The entries below need to be transcribed exactly, without their images.

Records excerpted from a collection
☆ ☆ ☆ ☆

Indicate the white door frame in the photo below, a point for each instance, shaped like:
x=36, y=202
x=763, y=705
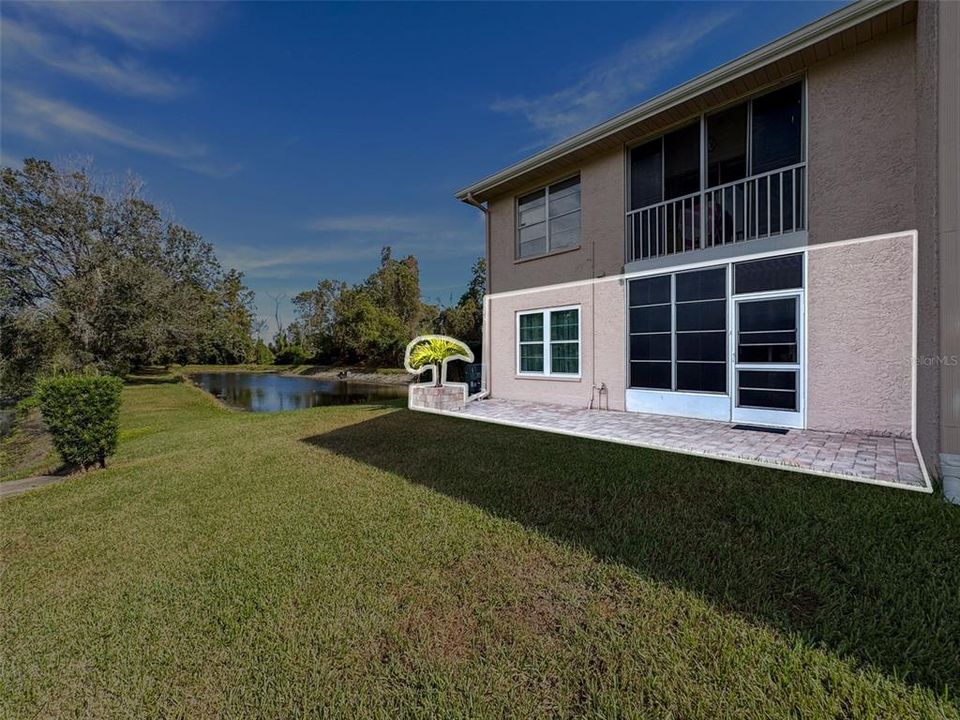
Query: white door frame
x=760, y=416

☆ ☆ ☆ ☆

### SOLUTION TO THIS PROBLEM:
Indicate the white door frame in the photo below, a point for each instance, shaped like:
x=36, y=202
x=763, y=705
Query: white door frame
x=760, y=416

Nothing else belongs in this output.